INPUT MATERIAL:
····················

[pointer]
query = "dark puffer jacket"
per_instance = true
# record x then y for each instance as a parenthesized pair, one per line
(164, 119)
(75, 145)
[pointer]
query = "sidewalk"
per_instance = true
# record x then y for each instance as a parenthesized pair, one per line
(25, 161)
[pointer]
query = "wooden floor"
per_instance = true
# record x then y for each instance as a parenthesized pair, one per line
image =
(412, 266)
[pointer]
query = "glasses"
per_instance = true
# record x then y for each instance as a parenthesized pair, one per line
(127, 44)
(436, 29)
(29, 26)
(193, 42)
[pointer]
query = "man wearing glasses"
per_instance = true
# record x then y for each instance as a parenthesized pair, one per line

····················

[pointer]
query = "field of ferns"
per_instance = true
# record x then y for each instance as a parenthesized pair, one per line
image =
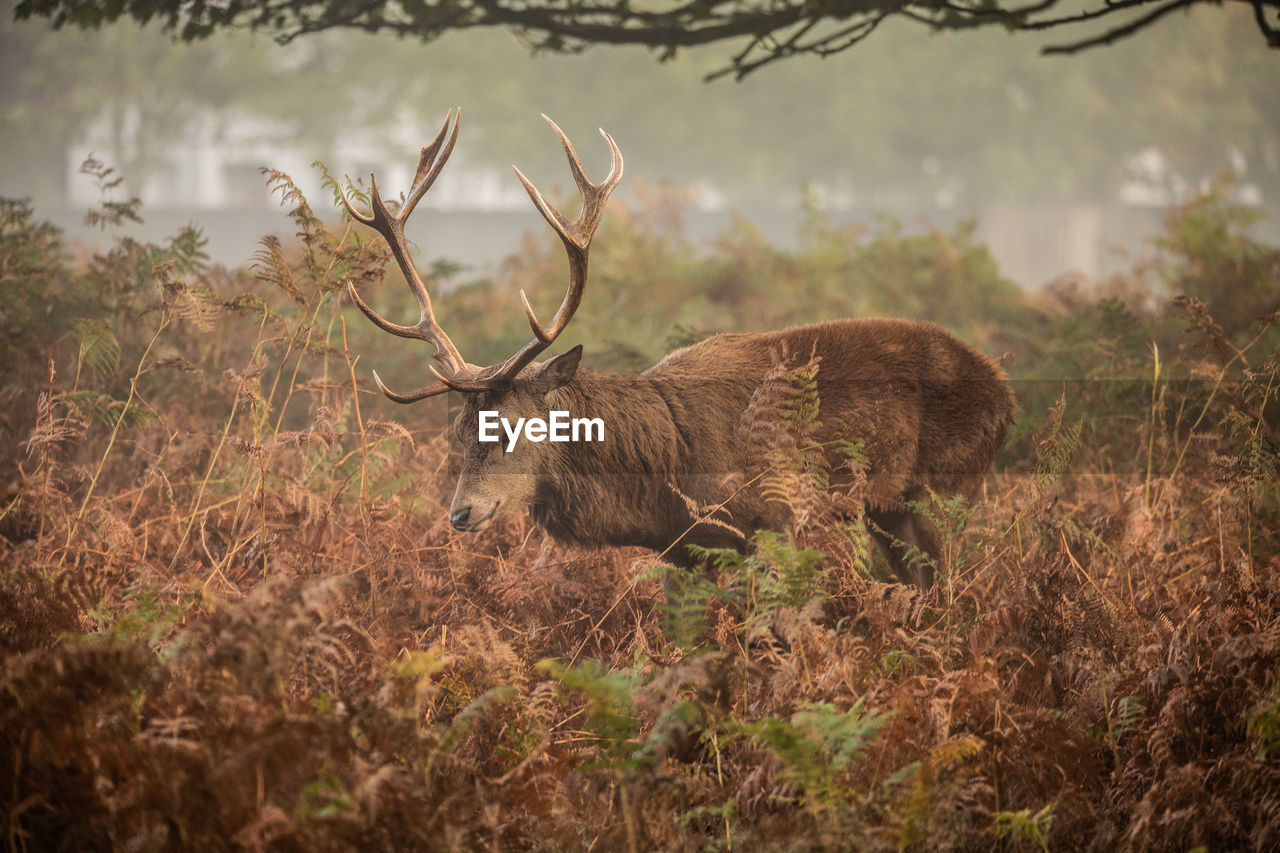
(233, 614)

····················

WORK REQUEST: Scan the entries for the word "glasses". Report each line that has it.

ANSWER BELOW:
query = "glasses"
query = "man wearing glasses"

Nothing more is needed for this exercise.